| Assignment |
Scan the data and please report how many lines include the word "pale". Leave out everything but the number.

| Exercise data |
* * * * *
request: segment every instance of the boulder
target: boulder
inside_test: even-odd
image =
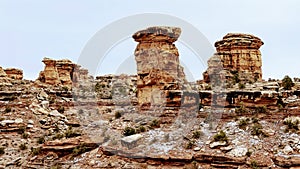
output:
[[[124,147],[127,147],[128,149],[132,149],[137,146],[137,142],[143,138],[143,135],[141,134],[134,134],[131,136],[127,136],[121,139],[121,144]]]

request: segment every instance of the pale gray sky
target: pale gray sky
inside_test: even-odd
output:
[[[211,44],[228,32],[256,35],[265,43],[261,47],[263,78],[300,77],[298,0],[0,0],[0,66],[23,69],[26,79],[36,79],[44,67],[43,57],[77,62],[97,31],[123,17],[145,12],[183,19]],[[111,50],[107,57],[114,60],[104,61],[100,72],[117,72],[135,45],[129,39]],[[178,48],[194,78],[201,78],[205,65],[190,63],[193,53],[180,44]]]

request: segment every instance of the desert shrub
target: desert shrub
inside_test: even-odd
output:
[[[244,83],[239,83],[239,89],[245,89],[245,84]]]
[[[0,155],[5,153],[5,148],[4,147],[0,147]]]
[[[285,90],[291,90],[293,86],[293,80],[288,75],[284,76],[284,78],[282,79],[282,87]]]
[[[83,114],[84,112],[83,112],[83,110],[82,109],[79,109],[78,110],[78,114]]]
[[[244,105],[241,105],[239,108],[235,109],[235,113],[237,115],[243,115],[245,113],[248,113],[248,109]]]
[[[299,120],[292,120],[292,118],[287,118],[283,121],[283,124],[287,126],[287,130],[299,130]]]
[[[29,137],[29,134],[27,132],[24,132],[22,134],[22,138],[27,139]]]
[[[64,137],[65,137],[64,134],[56,133],[56,134],[52,137],[52,140],[62,139],[62,138],[64,138]]]
[[[62,90],[65,91],[65,92],[67,92],[67,91],[69,91],[69,88],[67,86],[63,86]]]
[[[83,144],[83,143],[81,143],[79,146],[76,146],[73,149],[72,153],[73,153],[73,156],[77,156],[77,155],[82,154],[82,153],[84,153],[86,151],[87,151],[86,145]]]
[[[11,107],[10,106],[7,106],[7,107],[5,107],[5,113],[9,113],[9,112],[11,112]]]
[[[136,133],[136,130],[132,127],[125,127],[125,129],[123,130],[123,135],[124,136],[130,136]]]
[[[249,149],[247,150],[247,152],[246,152],[246,156],[247,157],[250,157],[252,155],[252,151],[250,151]]]
[[[26,130],[25,126],[20,126],[20,127],[19,127],[18,133],[19,133],[19,134],[24,134],[24,133],[25,133],[25,130]]]
[[[253,169],[259,169],[258,164],[255,160],[250,162],[250,167]]]
[[[19,145],[19,149],[20,149],[20,150],[26,150],[26,149],[27,149],[26,144],[25,144],[25,143],[20,144],[20,145]]]
[[[116,118],[116,119],[119,119],[120,117],[122,117],[121,112],[120,112],[120,111],[116,111],[116,112],[115,112],[115,118]]]
[[[150,123],[150,127],[153,127],[153,128],[160,127],[160,121],[157,120],[157,119],[152,120],[151,123]]]
[[[59,106],[57,111],[60,112],[60,113],[64,113],[65,112],[65,107],[64,106]]]
[[[189,142],[186,144],[185,148],[186,149],[192,149],[195,146],[195,141],[194,140],[189,140]]]
[[[81,136],[81,133],[79,133],[78,131],[73,130],[72,127],[69,127],[64,135],[65,135],[66,138],[71,138],[71,137]]]
[[[193,132],[193,136],[192,136],[192,137],[193,137],[194,139],[198,139],[198,138],[200,138],[202,135],[203,135],[202,131],[196,130],[196,131]]]
[[[240,129],[246,129],[246,126],[249,124],[249,119],[248,118],[243,118],[239,121],[238,126]]]
[[[223,130],[219,131],[216,135],[214,135],[213,138],[214,141],[226,141],[226,142],[228,141],[226,133]]]
[[[257,106],[255,107],[254,113],[267,113],[266,106]]]
[[[43,143],[45,143],[45,136],[39,137],[38,140],[37,140],[37,143],[38,143],[38,144],[43,144]]]
[[[258,121],[259,121],[258,118],[256,118],[256,117],[252,117],[251,120],[252,120],[252,123],[258,123]]]
[[[251,134],[253,136],[267,136],[263,131],[262,131],[262,126],[259,123],[256,123],[252,126]]]
[[[41,151],[42,151],[41,147],[36,147],[36,148],[31,147],[31,154],[34,156],[40,154]]]
[[[145,132],[146,131],[146,128],[144,126],[139,126],[137,129],[136,129],[136,133],[142,133],[142,132]]]

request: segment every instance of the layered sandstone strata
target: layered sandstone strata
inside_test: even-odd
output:
[[[56,60],[44,58],[42,61],[45,64],[44,71],[40,72],[38,80],[42,83],[50,85],[61,84],[59,74],[56,67]]]
[[[7,76],[11,79],[22,80],[23,79],[23,70],[16,68],[7,68],[4,69]]]
[[[175,106],[180,104],[182,93],[174,90],[182,90],[186,80],[173,44],[180,33],[181,29],[176,27],[150,27],[132,36],[139,42],[134,54],[140,105],[168,105],[176,99]]]
[[[7,77],[7,74],[3,70],[3,68],[0,66],[0,77]]]
[[[59,80],[62,85],[71,87],[72,86],[72,75],[75,64],[70,60],[63,59],[56,61],[56,67],[58,71]]]
[[[240,33],[229,33],[215,43],[217,53],[214,58],[222,62],[223,75],[228,80],[255,82],[262,80],[262,59],[259,48],[264,43],[260,38]],[[204,81],[209,82],[209,75],[219,73],[214,70],[214,62],[208,63],[204,72]]]

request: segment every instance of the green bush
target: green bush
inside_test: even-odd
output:
[[[261,124],[254,124],[252,126],[251,134],[254,136],[264,135]]]
[[[25,128],[25,126],[20,126],[20,127],[19,127],[19,131],[18,131],[18,133],[19,133],[19,134],[24,134],[24,133],[25,133],[25,131],[26,131],[26,128]]]
[[[255,160],[251,161],[250,167],[253,169],[259,169],[258,164]]]
[[[157,120],[157,119],[152,120],[151,123],[150,123],[150,127],[152,127],[152,128],[160,127],[160,121]]]
[[[86,145],[83,144],[83,143],[81,143],[79,146],[76,146],[73,149],[72,153],[73,153],[73,156],[77,156],[77,155],[82,154],[82,153],[84,153],[86,151],[87,151]]]
[[[202,131],[196,130],[196,131],[193,132],[193,136],[192,137],[194,139],[199,139],[202,135],[203,135]]]
[[[244,105],[241,105],[239,108],[236,108],[236,109],[235,109],[235,113],[236,113],[237,115],[243,115],[243,114],[248,113],[248,109],[245,108]]]
[[[38,144],[43,144],[43,143],[45,143],[45,136],[39,137],[38,140],[37,140],[37,143],[38,143]]]
[[[136,133],[142,133],[142,132],[145,132],[146,131],[146,128],[144,126],[139,126],[137,129],[136,129]]]
[[[192,149],[195,146],[195,141],[190,140],[187,145],[185,146],[186,149]]]
[[[27,139],[29,137],[29,134],[27,132],[24,132],[22,134],[22,138]]]
[[[293,80],[288,75],[284,76],[284,78],[282,79],[282,87],[285,90],[291,90],[293,86]]]
[[[81,133],[79,133],[78,131],[74,131],[72,127],[69,127],[68,130],[65,132],[66,138],[77,137],[77,136],[81,136]]]
[[[20,149],[20,150],[26,150],[26,149],[27,149],[26,144],[25,144],[25,143],[20,144],[20,145],[19,145],[19,149]]]
[[[125,127],[125,129],[123,130],[123,135],[124,136],[130,136],[130,135],[133,135],[135,133],[136,133],[136,131],[132,127]]]
[[[243,119],[241,119],[240,121],[239,121],[239,124],[238,124],[238,126],[239,126],[239,128],[240,129],[246,129],[246,126],[249,124],[249,119],[248,118],[243,118]]]
[[[56,134],[52,137],[52,140],[62,139],[62,138],[64,138],[64,137],[65,137],[64,134],[56,133]]]
[[[31,154],[34,156],[40,154],[41,151],[42,151],[41,147],[36,147],[36,148],[31,147]]]
[[[60,113],[64,113],[65,112],[65,107],[64,106],[59,106],[57,111],[60,112]]]
[[[239,89],[245,89],[245,84],[244,83],[239,83]]]
[[[292,119],[288,118],[283,121],[283,124],[287,126],[287,130],[299,130],[299,127],[298,127],[299,121],[298,120],[292,121]]]
[[[0,147],[0,155],[5,153],[5,148],[4,147]]]
[[[116,119],[119,119],[119,118],[121,118],[121,117],[122,117],[121,112],[120,112],[120,111],[116,111],[116,112],[115,112],[115,118],[116,118]]]
[[[5,113],[9,113],[9,112],[11,112],[11,107],[7,106],[7,107],[5,108]]]
[[[226,133],[221,130],[216,135],[214,135],[214,141],[228,141],[228,138],[226,136]]]
[[[267,113],[267,107],[266,106],[258,106],[255,107],[254,113]]]

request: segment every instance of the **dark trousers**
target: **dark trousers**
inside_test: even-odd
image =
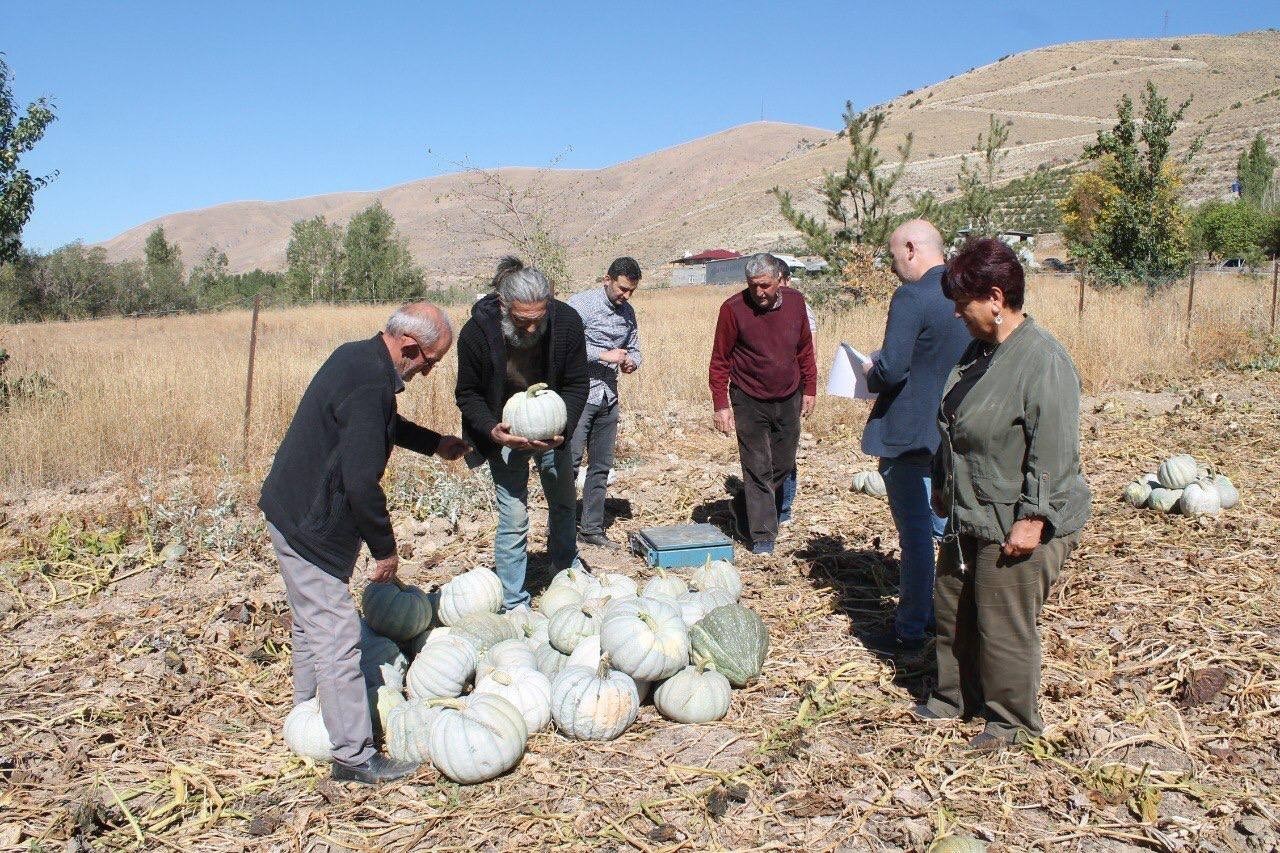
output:
[[[1044,731],[1040,632],[1036,619],[1049,588],[1080,541],[1050,539],[1026,557],[1006,557],[1000,543],[961,534],[943,542],[933,606],[938,620],[938,687],[929,708],[942,717],[984,715],[986,731],[1013,740]]]
[[[573,470],[587,454],[587,479],[582,486],[582,518],[578,530],[587,535],[604,533],[604,497],[613,467],[613,445],[618,439],[618,400],[612,403],[588,403],[578,418],[569,443]]]
[[[778,506],[782,483],[796,467],[800,442],[799,389],[782,400],[757,400],[729,386],[733,420],[742,461],[742,495],[747,511],[746,531],[752,542],[778,538]]]

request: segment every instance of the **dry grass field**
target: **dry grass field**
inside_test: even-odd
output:
[[[716,288],[642,289],[636,310],[647,367],[623,383],[627,410],[662,415],[708,413],[707,358]],[[1219,363],[1247,360],[1266,328],[1270,281],[1202,277],[1192,346],[1183,346],[1186,290],[1148,300],[1087,291],[1083,321],[1073,279],[1043,276],[1029,285],[1028,309],[1071,351],[1085,389],[1161,387]],[[451,309],[461,328],[467,308]],[[313,307],[264,313],[259,325],[250,430],[254,474],[275,450],[308,380],[337,344],[372,335],[389,307]],[[884,308],[864,307],[819,321],[819,371],[825,382],[836,344],[879,346]],[[188,464],[239,465],[248,363],[249,314],[116,319],[0,327],[13,375],[39,374],[53,388],[16,401],[0,419],[0,488],[67,485],[118,472],[137,477]],[[427,381],[402,395],[406,415],[436,429],[458,428],[450,356]],[[832,401],[818,407],[810,431],[860,427],[861,411]]]
[[[726,295],[637,298],[646,364],[623,383],[615,539],[727,518],[736,453],[710,430],[705,387]],[[430,769],[343,788],[281,739],[288,608],[254,490],[312,372],[388,309],[263,315],[247,459],[247,314],[0,328],[7,375],[51,383],[0,413],[0,849],[922,850],[952,830],[991,851],[1278,849],[1270,280],[1202,280],[1196,298],[1186,346],[1185,290],[1090,291],[1080,320],[1073,281],[1031,284],[1090,395],[1095,494],[1044,615],[1045,738],[967,754],[972,725],[906,713],[928,655],[895,663],[858,641],[892,610],[897,543],[885,504],[848,491],[871,464],[865,407],[820,397],[796,523],[775,556],[738,558],[772,648],[728,717],[682,726],[646,706],[611,743],[539,734],[470,788]],[[876,346],[883,322],[822,316],[824,375],[838,340]],[[456,429],[453,369],[412,383],[402,409]],[[1229,474],[1240,506],[1197,522],[1116,499],[1180,451]],[[397,454],[388,490],[407,580],[491,561],[483,476]],[[589,556],[644,577],[633,558]]]

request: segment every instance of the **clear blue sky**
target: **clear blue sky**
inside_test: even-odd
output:
[[[24,241],[178,210],[377,189],[463,160],[597,167],[760,117],[835,128],[975,65],[1079,39],[1280,26],[1280,2],[308,3],[0,0],[58,169]],[[431,149],[434,153],[428,153]]]

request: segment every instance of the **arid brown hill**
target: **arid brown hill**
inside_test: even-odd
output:
[[[1280,140],[1280,31],[1236,36],[1077,42],[1005,57],[884,105],[882,149],[908,132],[915,150],[909,191],[945,197],[961,156],[988,115],[1013,121],[1002,177],[1077,159],[1097,131],[1115,122],[1121,95],[1147,80],[1178,102],[1194,96],[1178,141],[1203,135],[1190,195],[1227,191],[1241,148],[1258,131]],[[833,123],[840,104],[832,104]],[[735,127],[598,170],[510,168],[502,179],[545,201],[549,219],[571,250],[575,274],[598,271],[609,257],[632,254],[653,265],[716,245],[739,249],[794,242],[766,191],[780,185],[818,208],[823,169],[847,148],[830,131],[776,122]],[[182,246],[188,262],[210,245],[233,270],[283,268],[290,225],[324,214],[345,222],[379,199],[395,216],[430,280],[450,283],[483,274],[506,246],[486,237],[476,210],[475,175],[428,178],[377,192],[335,193],[282,202],[235,202],[175,213],[104,244],[113,259],[138,257],[157,225]]]

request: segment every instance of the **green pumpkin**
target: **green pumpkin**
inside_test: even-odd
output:
[[[764,620],[739,604],[717,607],[689,629],[693,651],[715,665],[734,687],[745,687],[764,667],[769,631]]]

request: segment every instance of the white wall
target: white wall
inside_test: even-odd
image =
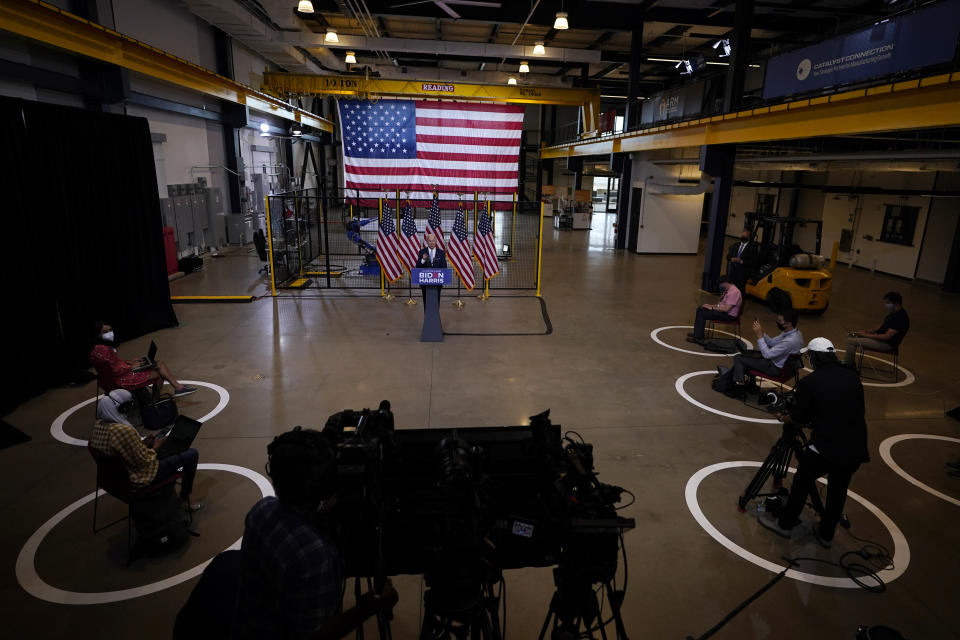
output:
[[[960,198],[931,200],[930,216],[926,233],[923,235],[916,276],[921,280],[942,284],[960,218]]]
[[[700,180],[696,165],[657,164],[655,160],[679,157],[677,154],[637,153],[633,156],[631,188],[644,189],[640,199],[637,229],[637,253],[696,254],[700,244],[703,217],[703,191],[679,180]],[[652,193],[650,184],[677,185],[690,191],[685,195]]]
[[[696,254],[700,244],[703,194],[643,194],[637,253]]]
* * * * *
| Answer space |
2